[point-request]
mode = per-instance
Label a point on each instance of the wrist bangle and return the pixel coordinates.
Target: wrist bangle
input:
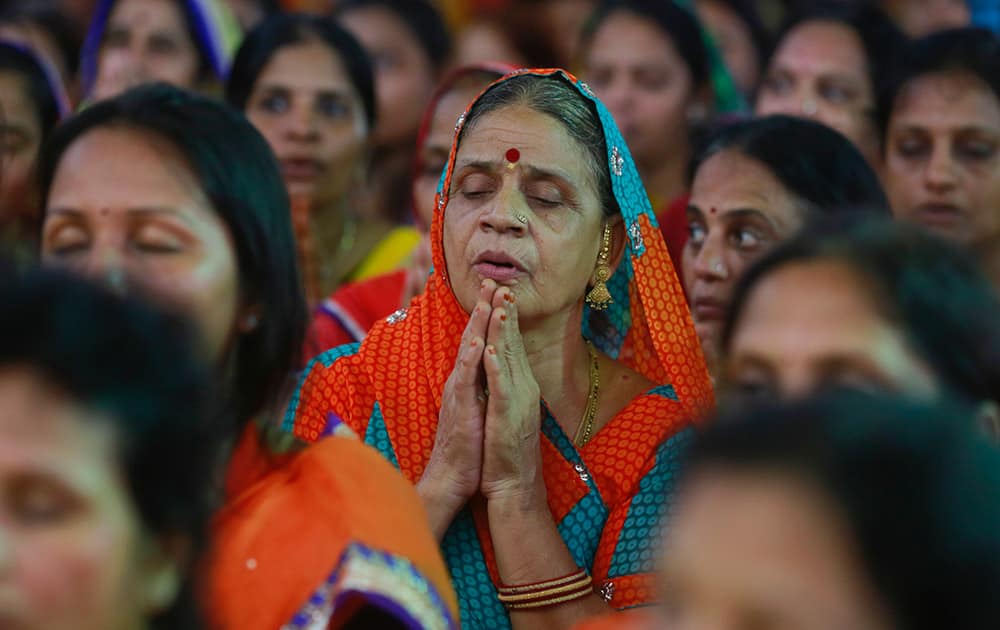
(548, 593)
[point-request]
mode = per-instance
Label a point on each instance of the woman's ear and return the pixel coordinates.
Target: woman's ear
(988, 417)
(618, 241)
(161, 572)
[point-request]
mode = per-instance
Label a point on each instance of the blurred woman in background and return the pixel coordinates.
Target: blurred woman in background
(178, 199)
(307, 85)
(187, 43)
(646, 60)
(32, 101)
(757, 183)
(941, 126)
(409, 45)
(830, 64)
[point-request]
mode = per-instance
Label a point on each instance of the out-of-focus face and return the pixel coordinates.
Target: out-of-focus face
(734, 41)
(738, 212)
(404, 76)
(812, 326)
(634, 68)
(125, 209)
(306, 106)
(73, 552)
(20, 138)
(755, 550)
(918, 18)
(433, 154)
(146, 41)
(546, 260)
(820, 71)
(942, 157)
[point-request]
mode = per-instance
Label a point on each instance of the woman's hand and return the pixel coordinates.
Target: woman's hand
(454, 470)
(512, 458)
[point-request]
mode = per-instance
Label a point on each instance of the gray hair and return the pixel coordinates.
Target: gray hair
(556, 97)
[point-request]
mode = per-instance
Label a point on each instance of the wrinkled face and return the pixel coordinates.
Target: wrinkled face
(942, 164)
(74, 553)
(404, 76)
(125, 210)
(790, 564)
(434, 153)
(20, 138)
(735, 43)
(635, 70)
(820, 71)
(918, 18)
(306, 106)
(737, 213)
(145, 41)
(812, 326)
(549, 258)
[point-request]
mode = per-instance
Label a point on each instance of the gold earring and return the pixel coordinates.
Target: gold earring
(599, 298)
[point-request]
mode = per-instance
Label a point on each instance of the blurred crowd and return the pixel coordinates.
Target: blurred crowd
(530, 314)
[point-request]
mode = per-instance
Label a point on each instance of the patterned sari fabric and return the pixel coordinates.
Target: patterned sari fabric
(607, 497)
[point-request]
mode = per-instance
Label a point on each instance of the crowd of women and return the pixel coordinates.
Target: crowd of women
(368, 314)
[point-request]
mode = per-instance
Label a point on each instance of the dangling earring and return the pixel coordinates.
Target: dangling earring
(599, 298)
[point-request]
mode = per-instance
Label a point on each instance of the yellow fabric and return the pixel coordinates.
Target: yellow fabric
(391, 253)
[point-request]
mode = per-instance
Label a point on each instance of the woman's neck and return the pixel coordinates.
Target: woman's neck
(560, 363)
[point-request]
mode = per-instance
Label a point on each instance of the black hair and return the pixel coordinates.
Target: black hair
(917, 485)
(288, 29)
(240, 177)
(138, 368)
(815, 163)
(934, 292)
(880, 38)
(420, 17)
(679, 25)
(38, 89)
(971, 50)
(47, 16)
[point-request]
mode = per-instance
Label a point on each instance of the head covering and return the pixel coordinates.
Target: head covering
(216, 32)
(607, 496)
(648, 327)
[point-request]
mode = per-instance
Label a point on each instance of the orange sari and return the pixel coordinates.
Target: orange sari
(607, 497)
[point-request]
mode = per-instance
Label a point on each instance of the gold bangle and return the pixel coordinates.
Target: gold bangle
(551, 602)
(581, 582)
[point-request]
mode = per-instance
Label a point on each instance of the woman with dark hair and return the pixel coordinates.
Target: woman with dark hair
(102, 528)
(409, 44)
(32, 100)
(647, 61)
(756, 184)
(941, 134)
(883, 307)
(853, 512)
(187, 43)
(743, 41)
(830, 64)
(177, 198)
(348, 314)
(307, 85)
(540, 388)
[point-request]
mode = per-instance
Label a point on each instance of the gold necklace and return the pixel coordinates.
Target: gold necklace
(586, 429)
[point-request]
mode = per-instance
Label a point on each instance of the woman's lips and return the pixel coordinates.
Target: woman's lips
(301, 169)
(499, 272)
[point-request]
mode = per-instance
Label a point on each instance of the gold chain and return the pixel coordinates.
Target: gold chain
(586, 429)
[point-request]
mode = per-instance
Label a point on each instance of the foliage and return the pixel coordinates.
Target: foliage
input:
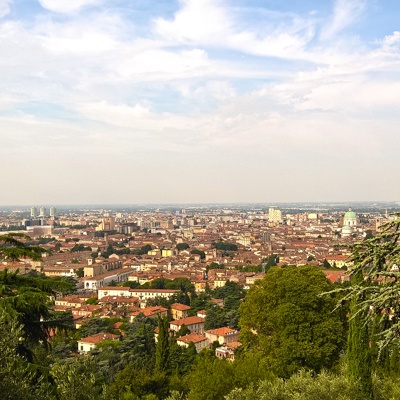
(358, 347)
(285, 318)
(210, 379)
(301, 386)
(69, 383)
(18, 378)
(162, 348)
(376, 259)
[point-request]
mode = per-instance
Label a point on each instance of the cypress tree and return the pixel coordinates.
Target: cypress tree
(162, 349)
(358, 347)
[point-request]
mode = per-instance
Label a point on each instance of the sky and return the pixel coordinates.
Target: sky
(196, 101)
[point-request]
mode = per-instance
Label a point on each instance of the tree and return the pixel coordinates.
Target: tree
(285, 318)
(162, 348)
(358, 347)
(378, 260)
(18, 378)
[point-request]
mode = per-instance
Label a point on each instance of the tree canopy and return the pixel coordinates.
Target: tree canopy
(284, 317)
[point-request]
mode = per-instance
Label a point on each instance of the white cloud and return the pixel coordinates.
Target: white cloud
(197, 21)
(5, 7)
(68, 6)
(345, 13)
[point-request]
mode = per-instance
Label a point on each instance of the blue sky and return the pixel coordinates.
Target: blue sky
(199, 101)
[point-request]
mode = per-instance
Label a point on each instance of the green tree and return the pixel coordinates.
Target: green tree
(358, 346)
(377, 260)
(18, 378)
(162, 348)
(210, 378)
(285, 318)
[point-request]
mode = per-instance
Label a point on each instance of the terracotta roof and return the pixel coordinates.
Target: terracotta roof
(100, 337)
(191, 338)
(180, 307)
(222, 331)
(188, 321)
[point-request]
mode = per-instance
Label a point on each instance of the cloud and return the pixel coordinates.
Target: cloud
(196, 21)
(68, 6)
(5, 7)
(345, 13)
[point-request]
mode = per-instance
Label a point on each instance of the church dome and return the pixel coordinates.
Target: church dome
(350, 214)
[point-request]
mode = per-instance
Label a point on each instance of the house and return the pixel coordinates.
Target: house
(200, 341)
(89, 343)
(86, 311)
(179, 311)
(227, 351)
(223, 335)
(150, 312)
(194, 324)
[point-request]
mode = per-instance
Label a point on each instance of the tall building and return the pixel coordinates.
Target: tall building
(350, 218)
(107, 224)
(274, 215)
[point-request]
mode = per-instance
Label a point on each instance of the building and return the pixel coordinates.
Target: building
(194, 324)
(179, 311)
(89, 343)
(223, 335)
(200, 341)
(107, 224)
(275, 215)
(350, 218)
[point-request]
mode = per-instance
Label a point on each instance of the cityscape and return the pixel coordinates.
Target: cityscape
(199, 200)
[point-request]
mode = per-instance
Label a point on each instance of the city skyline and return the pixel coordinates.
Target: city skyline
(173, 102)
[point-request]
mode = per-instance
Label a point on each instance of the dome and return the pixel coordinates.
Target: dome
(350, 214)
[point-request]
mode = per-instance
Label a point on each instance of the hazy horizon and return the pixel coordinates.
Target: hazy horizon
(185, 101)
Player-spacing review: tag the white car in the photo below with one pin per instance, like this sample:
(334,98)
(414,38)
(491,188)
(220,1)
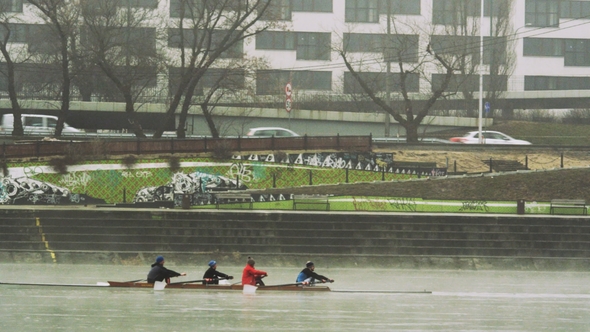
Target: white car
(271,131)
(489,137)
(34,124)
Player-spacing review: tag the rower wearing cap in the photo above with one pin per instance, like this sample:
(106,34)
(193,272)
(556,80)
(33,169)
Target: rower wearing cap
(212,276)
(160,273)
(307,276)
(251,276)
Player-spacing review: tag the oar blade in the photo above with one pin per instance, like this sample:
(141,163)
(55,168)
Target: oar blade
(159,285)
(249,289)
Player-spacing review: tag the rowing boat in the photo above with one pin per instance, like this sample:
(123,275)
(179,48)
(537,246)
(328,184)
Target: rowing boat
(288,287)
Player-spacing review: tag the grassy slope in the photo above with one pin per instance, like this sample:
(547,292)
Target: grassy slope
(537,186)
(539,133)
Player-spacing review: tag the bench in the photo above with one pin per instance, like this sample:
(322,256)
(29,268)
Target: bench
(568,204)
(311,200)
(233,198)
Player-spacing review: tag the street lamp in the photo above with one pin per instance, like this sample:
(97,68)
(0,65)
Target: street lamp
(481,72)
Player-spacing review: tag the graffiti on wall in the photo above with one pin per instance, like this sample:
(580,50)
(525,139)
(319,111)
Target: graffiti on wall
(369,161)
(197,186)
(24,190)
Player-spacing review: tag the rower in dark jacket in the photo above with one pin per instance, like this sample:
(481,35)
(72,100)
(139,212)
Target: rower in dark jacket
(160,273)
(212,276)
(307,276)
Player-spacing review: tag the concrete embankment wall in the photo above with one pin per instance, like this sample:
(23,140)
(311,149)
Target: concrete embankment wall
(126,236)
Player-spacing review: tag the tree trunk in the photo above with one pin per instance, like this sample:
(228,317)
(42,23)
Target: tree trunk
(131,116)
(17,129)
(209,119)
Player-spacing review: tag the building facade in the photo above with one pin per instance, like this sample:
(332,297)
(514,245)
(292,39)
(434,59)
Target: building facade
(530,47)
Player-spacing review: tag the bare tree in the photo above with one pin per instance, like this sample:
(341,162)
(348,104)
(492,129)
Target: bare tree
(115,37)
(413,64)
(207,32)
(7,35)
(461,38)
(62,16)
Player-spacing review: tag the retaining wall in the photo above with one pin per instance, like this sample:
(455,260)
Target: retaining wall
(132,236)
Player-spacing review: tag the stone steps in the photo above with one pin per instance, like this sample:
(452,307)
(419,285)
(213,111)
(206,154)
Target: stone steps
(132,232)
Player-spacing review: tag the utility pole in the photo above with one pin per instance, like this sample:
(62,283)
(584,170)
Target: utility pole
(388,74)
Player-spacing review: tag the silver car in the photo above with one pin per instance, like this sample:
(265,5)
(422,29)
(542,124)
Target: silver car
(271,131)
(489,137)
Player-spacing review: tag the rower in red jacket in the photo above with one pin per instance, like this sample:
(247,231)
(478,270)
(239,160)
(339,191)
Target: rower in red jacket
(251,276)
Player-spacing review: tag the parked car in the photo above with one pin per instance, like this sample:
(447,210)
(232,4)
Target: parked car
(271,131)
(35,124)
(489,137)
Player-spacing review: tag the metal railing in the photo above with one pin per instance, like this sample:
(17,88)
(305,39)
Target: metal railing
(193,145)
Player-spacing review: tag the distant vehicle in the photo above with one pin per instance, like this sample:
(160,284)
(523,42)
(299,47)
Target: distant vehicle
(34,124)
(271,131)
(489,137)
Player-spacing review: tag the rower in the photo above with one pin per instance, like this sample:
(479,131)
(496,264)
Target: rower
(212,276)
(160,273)
(307,276)
(251,276)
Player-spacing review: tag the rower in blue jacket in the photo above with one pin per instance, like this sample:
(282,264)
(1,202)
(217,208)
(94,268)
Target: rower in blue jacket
(307,276)
(212,276)
(160,273)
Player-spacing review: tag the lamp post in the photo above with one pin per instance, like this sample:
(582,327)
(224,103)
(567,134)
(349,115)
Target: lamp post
(481,72)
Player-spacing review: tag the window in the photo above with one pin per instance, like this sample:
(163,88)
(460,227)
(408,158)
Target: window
(139,3)
(494,50)
(272,82)
(18,32)
(543,47)
(532,83)
(41,39)
(471,82)
(363,42)
(309,45)
(404,46)
(183,8)
(313,46)
(376,82)
(188,36)
(275,40)
(577,52)
(400,7)
(542,13)
(457,45)
(362,11)
(11,6)
(575,9)
(453,12)
(35,121)
(51,122)
(278,10)
(312,6)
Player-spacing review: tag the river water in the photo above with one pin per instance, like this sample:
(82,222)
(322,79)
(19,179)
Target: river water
(461,301)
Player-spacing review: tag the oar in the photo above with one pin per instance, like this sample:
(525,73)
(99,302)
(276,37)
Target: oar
(284,285)
(192,281)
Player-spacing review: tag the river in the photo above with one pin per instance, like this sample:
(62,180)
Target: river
(460,301)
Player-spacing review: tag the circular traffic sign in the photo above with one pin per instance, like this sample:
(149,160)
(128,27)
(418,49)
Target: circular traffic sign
(288,104)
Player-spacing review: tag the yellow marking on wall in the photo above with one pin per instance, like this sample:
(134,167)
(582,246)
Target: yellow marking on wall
(51,252)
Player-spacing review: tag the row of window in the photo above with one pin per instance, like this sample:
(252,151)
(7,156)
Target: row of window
(532,83)
(308,45)
(576,52)
(545,13)
(272,82)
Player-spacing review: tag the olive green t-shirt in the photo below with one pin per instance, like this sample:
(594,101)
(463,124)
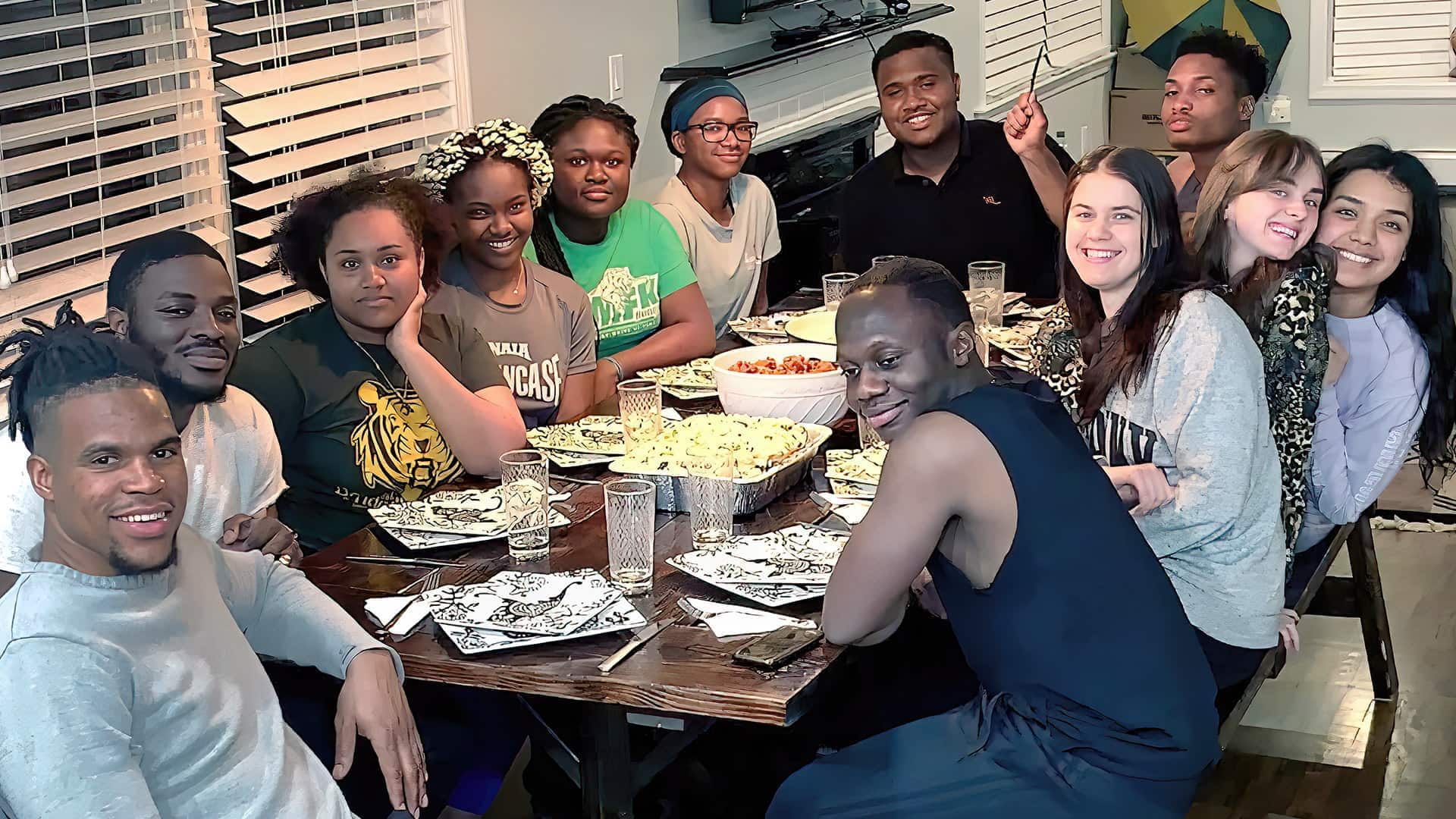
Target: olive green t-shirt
(354,433)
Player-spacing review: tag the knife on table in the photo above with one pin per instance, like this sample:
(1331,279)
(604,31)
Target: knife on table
(642,635)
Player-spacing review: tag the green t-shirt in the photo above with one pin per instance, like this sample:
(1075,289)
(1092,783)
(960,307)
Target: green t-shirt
(353,436)
(628,275)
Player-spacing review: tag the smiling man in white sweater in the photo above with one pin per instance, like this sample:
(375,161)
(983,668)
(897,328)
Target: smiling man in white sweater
(128,673)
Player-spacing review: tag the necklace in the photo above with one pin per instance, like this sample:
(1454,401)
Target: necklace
(382,373)
(520,279)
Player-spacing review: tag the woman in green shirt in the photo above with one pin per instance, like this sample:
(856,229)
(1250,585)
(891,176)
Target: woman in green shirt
(375,400)
(645,299)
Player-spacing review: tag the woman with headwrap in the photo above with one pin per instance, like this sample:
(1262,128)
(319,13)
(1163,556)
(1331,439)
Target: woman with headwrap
(724,218)
(538,322)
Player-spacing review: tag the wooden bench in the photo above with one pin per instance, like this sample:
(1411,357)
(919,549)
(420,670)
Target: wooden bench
(1360,596)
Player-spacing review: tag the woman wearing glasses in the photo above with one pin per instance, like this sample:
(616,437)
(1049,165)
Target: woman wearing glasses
(724,218)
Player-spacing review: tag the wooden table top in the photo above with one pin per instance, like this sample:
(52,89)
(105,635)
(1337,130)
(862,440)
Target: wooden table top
(682,670)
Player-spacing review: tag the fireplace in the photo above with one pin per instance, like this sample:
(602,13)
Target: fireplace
(805,172)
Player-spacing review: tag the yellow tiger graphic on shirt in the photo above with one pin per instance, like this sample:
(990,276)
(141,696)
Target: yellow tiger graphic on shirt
(398,447)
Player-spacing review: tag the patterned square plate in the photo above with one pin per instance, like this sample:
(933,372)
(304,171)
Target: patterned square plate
(462,513)
(849,488)
(856,465)
(561,607)
(764,594)
(617,617)
(693,375)
(799,556)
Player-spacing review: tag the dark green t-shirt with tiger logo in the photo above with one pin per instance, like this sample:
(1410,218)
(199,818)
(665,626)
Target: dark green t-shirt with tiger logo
(354,433)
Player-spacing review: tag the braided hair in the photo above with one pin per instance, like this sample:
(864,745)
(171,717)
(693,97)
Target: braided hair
(555,121)
(440,168)
(66,359)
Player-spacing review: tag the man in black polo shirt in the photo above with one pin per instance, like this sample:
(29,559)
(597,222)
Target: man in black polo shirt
(954,190)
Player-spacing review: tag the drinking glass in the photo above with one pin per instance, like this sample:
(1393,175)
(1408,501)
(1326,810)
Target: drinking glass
(639,403)
(868,438)
(710,506)
(631,504)
(526,499)
(986,292)
(836,286)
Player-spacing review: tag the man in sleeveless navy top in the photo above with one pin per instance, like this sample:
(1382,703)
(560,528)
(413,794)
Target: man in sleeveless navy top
(1097,700)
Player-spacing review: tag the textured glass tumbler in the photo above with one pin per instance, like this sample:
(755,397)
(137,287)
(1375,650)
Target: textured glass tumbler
(986,292)
(836,286)
(868,438)
(526,496)
(639,401)
(631,504)
(710,509)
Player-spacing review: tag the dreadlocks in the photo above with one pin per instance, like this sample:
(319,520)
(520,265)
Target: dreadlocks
(555,121)
(63,360)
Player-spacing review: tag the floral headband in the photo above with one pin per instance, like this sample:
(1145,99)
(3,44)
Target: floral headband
(495,139)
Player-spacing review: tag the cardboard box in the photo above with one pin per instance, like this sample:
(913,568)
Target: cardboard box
(1136,120)
(1138,72)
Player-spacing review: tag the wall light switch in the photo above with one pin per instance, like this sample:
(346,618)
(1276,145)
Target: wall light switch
(617,79)
(1280,110)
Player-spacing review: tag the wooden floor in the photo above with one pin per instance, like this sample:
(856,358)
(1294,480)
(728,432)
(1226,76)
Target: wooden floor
(1316,745)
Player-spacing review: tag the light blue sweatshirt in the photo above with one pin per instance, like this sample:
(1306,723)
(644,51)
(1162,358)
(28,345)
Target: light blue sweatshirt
(143,698)
(1366,420)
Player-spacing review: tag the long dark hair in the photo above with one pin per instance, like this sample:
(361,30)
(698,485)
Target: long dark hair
(1126,352)
(1421,287)
(557,120)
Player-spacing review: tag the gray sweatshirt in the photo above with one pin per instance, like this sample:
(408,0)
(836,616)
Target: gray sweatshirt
(1366,420)
(1200,414)
(142,697)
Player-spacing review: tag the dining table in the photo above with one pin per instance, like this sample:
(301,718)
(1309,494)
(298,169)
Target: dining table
(682,681)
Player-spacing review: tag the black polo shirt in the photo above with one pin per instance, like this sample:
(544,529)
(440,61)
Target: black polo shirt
(984,209)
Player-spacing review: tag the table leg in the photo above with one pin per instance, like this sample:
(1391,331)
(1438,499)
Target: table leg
(1370,602)
(606,764)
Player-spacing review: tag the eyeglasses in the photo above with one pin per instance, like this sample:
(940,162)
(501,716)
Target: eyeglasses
(718,131)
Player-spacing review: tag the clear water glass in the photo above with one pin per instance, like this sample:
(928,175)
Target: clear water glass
(836,286)
(639,401)
(710,507)
(986,292)
(631,506)
(526,499)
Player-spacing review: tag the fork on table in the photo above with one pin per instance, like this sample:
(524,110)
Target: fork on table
(427,583)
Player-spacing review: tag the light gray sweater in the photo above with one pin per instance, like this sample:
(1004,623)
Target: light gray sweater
(143,697)
(1200,414)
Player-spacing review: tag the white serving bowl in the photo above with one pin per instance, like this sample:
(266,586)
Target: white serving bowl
(813,398)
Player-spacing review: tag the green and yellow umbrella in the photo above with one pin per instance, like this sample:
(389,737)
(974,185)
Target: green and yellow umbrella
(1164,24)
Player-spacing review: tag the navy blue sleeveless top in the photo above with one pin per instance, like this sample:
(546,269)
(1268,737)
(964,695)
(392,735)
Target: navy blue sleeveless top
(1081,629)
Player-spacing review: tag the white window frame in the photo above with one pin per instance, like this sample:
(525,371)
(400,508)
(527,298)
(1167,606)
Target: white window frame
(1323,86)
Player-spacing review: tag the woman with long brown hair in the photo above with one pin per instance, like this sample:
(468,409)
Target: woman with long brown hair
(1251,238)
(1172,406)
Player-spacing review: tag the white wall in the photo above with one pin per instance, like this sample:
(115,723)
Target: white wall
(525,55)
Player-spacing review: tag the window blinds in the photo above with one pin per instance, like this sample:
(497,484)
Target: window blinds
(313,93)
(1074,31)
(1391,39)
(108,131)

* _Your instructions_: This exercise needs every line of the listing that contains the word "below".

* _Reply_:
Player-spacing review: tag the white car in the photo below with one pin per instance, like this sample:
Player-spacing review: tag the olive green t-shirt in the photo below with one pin per instance, like this sample:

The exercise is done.